*About this exercise*:
Which lines run from the one containing "Question. Indicate each instance of the crowd" to the end of the entries? Quote them exactly, and nothing else.

*Dataset excerpts*:
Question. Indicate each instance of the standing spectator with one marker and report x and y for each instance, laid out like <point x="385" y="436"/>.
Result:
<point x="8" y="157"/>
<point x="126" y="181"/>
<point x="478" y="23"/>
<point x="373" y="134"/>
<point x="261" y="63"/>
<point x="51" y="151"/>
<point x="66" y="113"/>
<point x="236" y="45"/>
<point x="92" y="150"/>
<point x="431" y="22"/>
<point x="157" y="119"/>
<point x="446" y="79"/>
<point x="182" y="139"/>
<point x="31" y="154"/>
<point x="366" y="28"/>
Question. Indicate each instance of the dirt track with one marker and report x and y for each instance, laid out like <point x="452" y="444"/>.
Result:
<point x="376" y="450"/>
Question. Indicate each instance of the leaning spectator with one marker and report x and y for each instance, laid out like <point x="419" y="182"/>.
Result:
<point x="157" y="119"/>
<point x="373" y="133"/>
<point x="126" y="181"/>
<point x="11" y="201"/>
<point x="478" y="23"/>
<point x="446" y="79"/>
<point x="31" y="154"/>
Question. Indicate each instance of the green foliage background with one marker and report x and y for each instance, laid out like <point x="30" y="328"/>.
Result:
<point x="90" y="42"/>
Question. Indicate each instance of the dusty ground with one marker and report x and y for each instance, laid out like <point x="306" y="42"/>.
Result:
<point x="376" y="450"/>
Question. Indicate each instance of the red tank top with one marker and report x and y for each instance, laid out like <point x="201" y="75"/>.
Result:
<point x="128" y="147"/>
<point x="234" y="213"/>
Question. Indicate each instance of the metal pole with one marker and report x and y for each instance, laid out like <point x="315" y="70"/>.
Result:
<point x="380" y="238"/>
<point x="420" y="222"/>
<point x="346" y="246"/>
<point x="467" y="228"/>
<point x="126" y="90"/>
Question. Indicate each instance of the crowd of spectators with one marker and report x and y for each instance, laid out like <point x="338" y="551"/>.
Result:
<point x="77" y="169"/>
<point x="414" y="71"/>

*Answer section*:
Question. Indicate each instance of the crowd of spectators with one marker and report x and y for each instance, laid out like <point x="338" y="551"/>.
Result:
<point x="77" y="169"/>
<point x="414" y="71"/>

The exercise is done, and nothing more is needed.